• _DATASET RECORDS_
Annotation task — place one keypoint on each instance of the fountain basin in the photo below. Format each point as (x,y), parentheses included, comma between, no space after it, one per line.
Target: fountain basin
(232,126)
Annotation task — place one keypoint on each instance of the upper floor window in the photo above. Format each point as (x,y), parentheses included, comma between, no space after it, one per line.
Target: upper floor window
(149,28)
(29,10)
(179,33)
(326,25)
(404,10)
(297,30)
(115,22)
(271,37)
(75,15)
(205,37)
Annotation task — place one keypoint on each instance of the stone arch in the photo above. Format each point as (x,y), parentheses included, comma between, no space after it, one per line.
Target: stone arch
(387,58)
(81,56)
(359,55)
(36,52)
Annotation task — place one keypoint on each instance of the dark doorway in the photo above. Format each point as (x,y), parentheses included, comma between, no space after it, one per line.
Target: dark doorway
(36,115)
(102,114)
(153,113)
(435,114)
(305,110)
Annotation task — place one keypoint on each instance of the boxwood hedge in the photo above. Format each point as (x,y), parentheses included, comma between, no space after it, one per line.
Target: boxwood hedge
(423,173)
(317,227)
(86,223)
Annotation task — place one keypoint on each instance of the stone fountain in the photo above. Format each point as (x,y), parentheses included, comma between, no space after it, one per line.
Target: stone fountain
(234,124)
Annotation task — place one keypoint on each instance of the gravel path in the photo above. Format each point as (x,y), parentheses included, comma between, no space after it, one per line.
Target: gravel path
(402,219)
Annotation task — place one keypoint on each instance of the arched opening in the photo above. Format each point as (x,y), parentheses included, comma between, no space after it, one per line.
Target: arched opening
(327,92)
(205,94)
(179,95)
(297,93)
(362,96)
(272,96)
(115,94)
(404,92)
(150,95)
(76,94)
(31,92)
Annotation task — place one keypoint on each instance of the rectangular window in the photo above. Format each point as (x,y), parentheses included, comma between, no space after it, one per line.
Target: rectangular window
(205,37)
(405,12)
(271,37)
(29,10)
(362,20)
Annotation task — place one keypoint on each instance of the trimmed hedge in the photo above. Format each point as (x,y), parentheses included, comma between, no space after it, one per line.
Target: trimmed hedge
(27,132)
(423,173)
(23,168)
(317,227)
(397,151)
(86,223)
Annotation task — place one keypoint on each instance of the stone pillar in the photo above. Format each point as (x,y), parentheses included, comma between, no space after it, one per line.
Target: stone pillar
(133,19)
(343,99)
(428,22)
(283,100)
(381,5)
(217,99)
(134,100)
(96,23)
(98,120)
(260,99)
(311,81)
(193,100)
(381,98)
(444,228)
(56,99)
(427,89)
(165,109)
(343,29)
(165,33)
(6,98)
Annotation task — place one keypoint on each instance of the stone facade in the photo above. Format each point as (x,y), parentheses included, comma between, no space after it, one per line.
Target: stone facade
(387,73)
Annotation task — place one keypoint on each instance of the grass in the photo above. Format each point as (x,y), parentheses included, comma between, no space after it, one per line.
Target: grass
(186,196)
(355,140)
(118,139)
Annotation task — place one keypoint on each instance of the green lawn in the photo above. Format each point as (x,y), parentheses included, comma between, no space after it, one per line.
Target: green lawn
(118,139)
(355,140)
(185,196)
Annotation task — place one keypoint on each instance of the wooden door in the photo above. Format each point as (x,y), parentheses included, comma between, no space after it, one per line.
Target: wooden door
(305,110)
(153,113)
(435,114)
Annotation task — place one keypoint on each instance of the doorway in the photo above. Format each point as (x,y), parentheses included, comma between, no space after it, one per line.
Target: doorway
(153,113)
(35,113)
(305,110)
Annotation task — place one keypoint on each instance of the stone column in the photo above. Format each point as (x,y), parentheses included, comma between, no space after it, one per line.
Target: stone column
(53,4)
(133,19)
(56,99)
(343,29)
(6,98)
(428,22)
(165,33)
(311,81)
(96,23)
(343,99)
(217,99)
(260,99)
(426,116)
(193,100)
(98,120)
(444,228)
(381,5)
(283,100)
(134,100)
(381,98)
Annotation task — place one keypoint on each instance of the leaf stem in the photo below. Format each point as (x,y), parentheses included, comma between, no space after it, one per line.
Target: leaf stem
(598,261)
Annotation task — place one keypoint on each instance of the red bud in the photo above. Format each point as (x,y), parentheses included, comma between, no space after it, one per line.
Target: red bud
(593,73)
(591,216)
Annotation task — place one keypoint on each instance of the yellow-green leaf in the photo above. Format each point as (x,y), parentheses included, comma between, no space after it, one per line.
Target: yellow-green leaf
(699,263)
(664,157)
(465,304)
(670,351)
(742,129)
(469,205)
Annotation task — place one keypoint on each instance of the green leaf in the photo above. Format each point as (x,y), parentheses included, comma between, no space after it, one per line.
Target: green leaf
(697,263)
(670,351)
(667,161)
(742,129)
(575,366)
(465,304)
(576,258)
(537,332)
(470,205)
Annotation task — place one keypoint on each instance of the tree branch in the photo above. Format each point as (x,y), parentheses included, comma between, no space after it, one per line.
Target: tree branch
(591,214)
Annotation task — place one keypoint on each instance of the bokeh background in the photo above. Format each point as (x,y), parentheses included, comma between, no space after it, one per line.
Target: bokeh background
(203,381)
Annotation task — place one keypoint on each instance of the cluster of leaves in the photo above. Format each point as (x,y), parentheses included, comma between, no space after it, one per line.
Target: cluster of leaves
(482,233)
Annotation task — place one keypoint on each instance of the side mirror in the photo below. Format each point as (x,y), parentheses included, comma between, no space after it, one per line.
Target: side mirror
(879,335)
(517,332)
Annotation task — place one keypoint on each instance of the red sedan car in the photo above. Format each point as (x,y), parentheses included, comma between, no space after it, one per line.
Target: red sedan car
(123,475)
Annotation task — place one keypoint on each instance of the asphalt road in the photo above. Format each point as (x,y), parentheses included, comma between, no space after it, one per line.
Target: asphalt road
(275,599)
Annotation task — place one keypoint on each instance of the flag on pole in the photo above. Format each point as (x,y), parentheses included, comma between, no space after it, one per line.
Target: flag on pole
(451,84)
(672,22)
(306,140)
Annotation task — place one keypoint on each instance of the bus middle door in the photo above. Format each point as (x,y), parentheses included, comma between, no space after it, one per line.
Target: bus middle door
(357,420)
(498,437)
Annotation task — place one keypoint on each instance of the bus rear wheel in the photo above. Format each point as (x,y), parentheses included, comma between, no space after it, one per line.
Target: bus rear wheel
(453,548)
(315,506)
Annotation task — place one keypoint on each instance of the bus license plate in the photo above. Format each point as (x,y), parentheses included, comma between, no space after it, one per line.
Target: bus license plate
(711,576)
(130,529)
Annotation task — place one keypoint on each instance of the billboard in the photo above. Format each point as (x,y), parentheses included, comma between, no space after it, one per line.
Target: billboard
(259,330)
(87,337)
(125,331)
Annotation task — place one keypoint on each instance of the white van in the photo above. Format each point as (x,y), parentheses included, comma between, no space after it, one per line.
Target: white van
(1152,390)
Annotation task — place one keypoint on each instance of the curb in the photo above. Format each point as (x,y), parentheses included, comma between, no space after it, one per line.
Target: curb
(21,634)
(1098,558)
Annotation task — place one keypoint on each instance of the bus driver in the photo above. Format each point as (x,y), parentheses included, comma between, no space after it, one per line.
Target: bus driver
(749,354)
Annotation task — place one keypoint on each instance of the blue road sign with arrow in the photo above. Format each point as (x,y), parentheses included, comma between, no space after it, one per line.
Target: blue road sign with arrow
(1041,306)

• _PROBLEM DETAILS_
What you return should be the lines from the start of the data through the line with "of the upper", quoted exactly and nothing more.

• _RESULT OF THIS EXERCISE_
Annotation task — place one keypoint on each instance of the fountain basin in the photo below. Format each point as (x,y), parentheses included, comma between, no space after it, one per line.
Target: fountain basin
(232,126)
Annotation task — place one keypoint on each instance of the upper floor window in the photo above. Format each point as (x,y), parentheses included, comma between, no space after it, one per line.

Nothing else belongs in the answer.